**TEXT:**
================
Mehr Melodrama. Armistead Maupins „More Tales of the City“ geht neue Wege. (2)

Der zweite Teil von Armistead Maupins “Tales of the City” (“More Tales of the City”) ist ein großer Fortschritt in fast allen Belangen. Merkte man den ersten Roman seine Herkunft aus der Zeitung noch sehr deutlich an – es handelte sich größtenteils um kleine Episoden ohne durchlaufenden Handlungsbogen – liest der zweite Roman sich tatsächlich vor allem als Roman. Alle Hauptfiguren bekommen diesmal eine Geschichte, die deutlich über „kommt in San Francisco an und lernt die Stadt kennen“ hinausgeht.
Mary-Ann und Michael geben sich als Ehepaar aus und machen eine Kreuzfahrt, in der Hoffnung, die große Liebe zu finden. Michael findet einen alten Geliebten, Mary einen neuen. Mona flieht aus San Francisco und stolpert zufällig über einen Teil ihrer Herkunftsgeschichte. Beauchamp will seine Frau zur Abtreibung zwingen. Und die Aufdeckung von Monas Herkunft zwingt Anna Madrigal zu einem Showdown mit ihrer Ex-Ehefrau. Das heißt auch: Annas Geheimnis wird enthüllt, und weiter unten werde ich das spoilern. Der Stil bleibt größtenteils der gleiche, weiterhin wird fast nichts beschrieben, was irgendwie San Francisco auch atmosphärisch als Stadt gestalten könnte. Der Autor schreibt für die Bewohner der Stadt.

Mit der Zeit kristallisiert sich dann sogar eine zentrale Geschichte heraus. Denn der Geliebte, den Mary von der Kreuzfahrt mitbringt, hat schon einmal in San Francisco gelebt, jedoch seine Zeit dort komplett vergessen. Letztendlich hilft die gesamte „Familie“ von 28 Barbie Lane bei der Suche nach dieser Vergangenheit. Und die hat es in sich. Ein Komplott rund um Episkopalier und verdrängte Erinnerungen. Parallel dazu läuft der Kampf zwischen Anna Madrigal und ihrer früheren Ehefrau. Denn nun wird enthüllt, was weiß, wer die Serie kennt: Anna ist trans, und hat, als sie noch als Andy bekannt war, Frau und Kind überstürzt zurückgelassen. Maupin erzählt das in einer Weise, die uns Annas Gründe durchaus empathisch nachvollziehen lässt, aber gleichzeitig auch die Wut und Verlorenheit der Verlassenen. Anna wiederum hat dafür durchaus Verständnis, tut aber zugleich alles, um ihr Geheimnis zu wahren und vor allem Mona zu schützen.
================
**DEINE AUFGABE:** Als was geben sich Mary-Ann und Michael laut dem Text aus? Verwende dafür ausschließlich den Text.
================
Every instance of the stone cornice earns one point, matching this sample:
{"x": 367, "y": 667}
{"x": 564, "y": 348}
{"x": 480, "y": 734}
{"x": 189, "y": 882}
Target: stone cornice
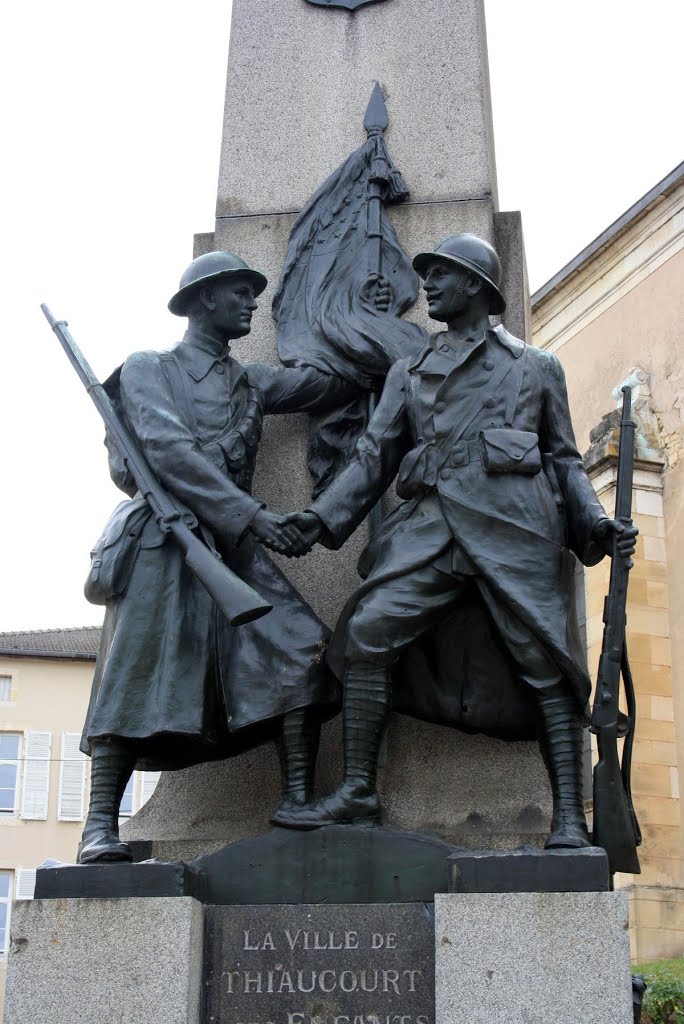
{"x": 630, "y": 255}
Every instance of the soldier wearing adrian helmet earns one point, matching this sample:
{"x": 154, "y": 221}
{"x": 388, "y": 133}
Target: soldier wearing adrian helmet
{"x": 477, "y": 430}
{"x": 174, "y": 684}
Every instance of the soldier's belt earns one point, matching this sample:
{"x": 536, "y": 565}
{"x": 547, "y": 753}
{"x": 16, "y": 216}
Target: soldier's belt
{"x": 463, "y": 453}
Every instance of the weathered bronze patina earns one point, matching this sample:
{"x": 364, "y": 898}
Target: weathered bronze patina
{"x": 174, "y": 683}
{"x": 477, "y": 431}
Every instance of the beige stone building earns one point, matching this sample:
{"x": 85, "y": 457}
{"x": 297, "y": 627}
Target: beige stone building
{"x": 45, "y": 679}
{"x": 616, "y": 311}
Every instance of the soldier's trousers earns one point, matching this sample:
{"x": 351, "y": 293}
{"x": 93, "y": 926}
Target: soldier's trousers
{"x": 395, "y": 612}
================
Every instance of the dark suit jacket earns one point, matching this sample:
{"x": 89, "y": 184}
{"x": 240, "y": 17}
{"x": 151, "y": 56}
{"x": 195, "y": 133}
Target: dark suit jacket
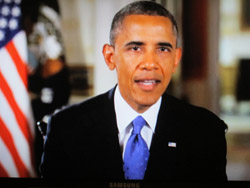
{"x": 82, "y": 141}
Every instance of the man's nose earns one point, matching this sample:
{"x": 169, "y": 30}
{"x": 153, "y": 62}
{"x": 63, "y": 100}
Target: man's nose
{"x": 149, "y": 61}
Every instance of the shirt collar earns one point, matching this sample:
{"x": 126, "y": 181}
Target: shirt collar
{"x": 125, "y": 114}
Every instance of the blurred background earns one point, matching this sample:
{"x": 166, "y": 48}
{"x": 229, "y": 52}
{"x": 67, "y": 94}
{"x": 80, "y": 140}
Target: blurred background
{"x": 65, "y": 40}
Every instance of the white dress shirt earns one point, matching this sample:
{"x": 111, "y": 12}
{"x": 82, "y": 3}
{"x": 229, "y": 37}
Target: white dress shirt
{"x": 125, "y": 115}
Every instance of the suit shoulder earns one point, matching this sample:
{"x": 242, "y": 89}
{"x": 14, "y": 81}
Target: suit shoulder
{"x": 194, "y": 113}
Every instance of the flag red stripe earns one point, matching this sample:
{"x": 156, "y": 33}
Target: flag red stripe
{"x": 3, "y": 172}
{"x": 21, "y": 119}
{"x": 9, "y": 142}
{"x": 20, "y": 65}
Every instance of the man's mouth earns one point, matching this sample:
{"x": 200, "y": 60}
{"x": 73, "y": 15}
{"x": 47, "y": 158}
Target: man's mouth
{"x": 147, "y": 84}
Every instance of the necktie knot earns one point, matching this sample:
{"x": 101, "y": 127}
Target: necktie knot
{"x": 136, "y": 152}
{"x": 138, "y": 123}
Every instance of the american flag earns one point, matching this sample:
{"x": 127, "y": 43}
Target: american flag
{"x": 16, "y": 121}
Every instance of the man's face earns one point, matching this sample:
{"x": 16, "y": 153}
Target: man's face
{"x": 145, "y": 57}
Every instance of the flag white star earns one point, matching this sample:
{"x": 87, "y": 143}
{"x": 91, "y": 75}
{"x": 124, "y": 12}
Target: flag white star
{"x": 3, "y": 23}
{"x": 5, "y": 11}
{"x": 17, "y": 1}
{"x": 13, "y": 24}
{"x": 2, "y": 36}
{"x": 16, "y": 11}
================
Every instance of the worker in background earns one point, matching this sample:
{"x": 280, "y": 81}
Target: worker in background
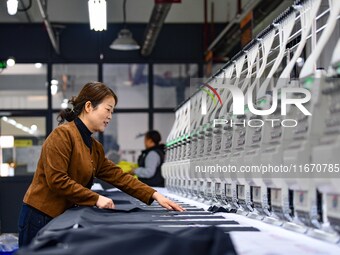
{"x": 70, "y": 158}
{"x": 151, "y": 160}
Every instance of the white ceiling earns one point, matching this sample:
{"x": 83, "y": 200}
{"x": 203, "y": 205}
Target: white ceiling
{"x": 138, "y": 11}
================
**ANTWORT:** Sie geben sich als Ehepaar aus.